-- Aim of the exercise --
Reproduce the rows from the very first line through the line containing "[227, 249, 238, 271]", swapping "detector" for "locator" and leaving everything else unchanged.
— Start Records —
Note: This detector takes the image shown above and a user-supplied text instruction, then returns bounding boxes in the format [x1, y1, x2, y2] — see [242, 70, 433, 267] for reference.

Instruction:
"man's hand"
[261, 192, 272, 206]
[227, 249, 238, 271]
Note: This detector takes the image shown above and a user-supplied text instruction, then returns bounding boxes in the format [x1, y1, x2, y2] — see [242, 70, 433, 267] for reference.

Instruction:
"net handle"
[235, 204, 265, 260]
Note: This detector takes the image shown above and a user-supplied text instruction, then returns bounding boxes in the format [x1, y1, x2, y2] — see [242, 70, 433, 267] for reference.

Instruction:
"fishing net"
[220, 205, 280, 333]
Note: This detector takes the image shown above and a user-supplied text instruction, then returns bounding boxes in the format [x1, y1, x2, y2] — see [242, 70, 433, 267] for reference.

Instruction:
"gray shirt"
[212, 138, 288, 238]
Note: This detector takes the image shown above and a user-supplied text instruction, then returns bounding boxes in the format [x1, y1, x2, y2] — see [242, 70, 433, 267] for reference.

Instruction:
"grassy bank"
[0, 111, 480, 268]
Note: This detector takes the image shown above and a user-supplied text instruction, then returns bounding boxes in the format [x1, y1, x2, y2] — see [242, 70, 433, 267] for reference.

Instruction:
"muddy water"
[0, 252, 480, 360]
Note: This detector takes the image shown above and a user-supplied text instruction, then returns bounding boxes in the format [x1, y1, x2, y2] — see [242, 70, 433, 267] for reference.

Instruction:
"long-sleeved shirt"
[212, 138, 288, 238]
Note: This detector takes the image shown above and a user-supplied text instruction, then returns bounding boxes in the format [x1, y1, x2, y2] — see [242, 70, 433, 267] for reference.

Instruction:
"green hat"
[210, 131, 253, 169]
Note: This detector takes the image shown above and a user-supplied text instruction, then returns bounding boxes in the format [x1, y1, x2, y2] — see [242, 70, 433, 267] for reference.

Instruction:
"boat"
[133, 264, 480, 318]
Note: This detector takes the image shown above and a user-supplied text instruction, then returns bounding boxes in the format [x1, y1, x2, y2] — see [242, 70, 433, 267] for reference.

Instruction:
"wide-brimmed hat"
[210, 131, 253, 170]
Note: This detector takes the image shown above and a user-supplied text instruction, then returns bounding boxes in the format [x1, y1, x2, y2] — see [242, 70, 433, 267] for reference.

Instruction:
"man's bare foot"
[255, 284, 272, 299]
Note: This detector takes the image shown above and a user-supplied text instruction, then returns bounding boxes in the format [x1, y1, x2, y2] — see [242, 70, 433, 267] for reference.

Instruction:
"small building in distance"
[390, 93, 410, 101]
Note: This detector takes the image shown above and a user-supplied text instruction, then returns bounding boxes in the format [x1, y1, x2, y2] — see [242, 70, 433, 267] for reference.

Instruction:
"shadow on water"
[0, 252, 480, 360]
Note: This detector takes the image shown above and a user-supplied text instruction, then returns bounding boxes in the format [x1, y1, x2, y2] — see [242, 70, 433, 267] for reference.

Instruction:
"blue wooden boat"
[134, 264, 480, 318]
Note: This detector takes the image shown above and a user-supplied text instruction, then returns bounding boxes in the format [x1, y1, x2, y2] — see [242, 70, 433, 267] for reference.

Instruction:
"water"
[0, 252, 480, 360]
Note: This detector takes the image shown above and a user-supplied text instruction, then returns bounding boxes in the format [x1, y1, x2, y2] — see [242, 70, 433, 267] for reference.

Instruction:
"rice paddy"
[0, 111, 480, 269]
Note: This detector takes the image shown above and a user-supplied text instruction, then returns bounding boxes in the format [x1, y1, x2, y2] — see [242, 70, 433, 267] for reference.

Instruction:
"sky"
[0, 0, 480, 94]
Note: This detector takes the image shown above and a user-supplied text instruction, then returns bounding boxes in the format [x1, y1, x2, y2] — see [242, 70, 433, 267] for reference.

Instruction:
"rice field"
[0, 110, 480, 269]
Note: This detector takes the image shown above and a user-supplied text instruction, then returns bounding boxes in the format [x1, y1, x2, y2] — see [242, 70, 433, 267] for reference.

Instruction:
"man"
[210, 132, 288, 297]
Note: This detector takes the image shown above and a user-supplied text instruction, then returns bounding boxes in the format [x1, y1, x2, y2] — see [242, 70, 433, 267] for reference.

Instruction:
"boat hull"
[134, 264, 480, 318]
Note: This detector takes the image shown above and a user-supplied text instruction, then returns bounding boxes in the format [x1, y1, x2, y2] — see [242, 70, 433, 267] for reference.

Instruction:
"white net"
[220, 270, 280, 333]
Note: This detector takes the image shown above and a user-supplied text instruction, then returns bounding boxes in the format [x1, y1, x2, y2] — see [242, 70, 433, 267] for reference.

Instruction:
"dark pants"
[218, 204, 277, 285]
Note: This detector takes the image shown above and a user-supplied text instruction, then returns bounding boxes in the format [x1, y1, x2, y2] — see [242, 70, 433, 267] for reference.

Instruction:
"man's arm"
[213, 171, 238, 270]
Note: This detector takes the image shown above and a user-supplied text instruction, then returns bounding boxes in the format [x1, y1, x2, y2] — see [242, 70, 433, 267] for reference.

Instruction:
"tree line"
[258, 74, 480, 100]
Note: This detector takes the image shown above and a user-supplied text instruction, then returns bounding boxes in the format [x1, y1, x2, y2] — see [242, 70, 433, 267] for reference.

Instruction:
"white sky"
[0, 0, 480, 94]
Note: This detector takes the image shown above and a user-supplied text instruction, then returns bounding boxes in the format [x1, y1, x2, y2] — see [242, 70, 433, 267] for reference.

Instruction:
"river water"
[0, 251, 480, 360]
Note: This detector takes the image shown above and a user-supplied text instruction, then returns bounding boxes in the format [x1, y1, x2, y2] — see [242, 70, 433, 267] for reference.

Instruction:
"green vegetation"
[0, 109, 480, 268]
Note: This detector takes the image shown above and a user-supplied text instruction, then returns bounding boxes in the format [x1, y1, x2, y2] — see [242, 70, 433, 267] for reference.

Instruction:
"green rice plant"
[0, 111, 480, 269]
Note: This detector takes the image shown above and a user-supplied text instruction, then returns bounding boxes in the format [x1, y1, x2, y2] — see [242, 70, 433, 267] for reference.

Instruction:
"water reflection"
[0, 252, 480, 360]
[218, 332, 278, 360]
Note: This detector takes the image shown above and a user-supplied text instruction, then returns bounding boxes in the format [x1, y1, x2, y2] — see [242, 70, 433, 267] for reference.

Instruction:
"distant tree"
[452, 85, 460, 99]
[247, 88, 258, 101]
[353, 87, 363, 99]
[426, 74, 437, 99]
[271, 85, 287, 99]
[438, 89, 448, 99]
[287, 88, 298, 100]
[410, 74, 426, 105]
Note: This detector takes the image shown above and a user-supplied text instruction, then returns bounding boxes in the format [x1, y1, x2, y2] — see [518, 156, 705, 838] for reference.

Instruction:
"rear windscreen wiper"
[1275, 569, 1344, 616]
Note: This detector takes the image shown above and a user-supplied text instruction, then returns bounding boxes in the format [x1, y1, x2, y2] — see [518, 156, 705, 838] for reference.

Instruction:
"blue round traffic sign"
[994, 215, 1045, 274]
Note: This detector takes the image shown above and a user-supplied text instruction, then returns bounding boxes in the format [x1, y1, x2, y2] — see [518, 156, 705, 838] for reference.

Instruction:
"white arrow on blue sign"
— End Records —
-- Completed exercise --
Note: This locator takes the image shown above and a user-supplied text instruction, then returns bounding boxes in the format [x1, y1, x2, y2] — see [242, 70, 433, 267] for reference.

Instruction:
"man's hand"
[261, 192, 272, 206]
[227, 249, 238, 271]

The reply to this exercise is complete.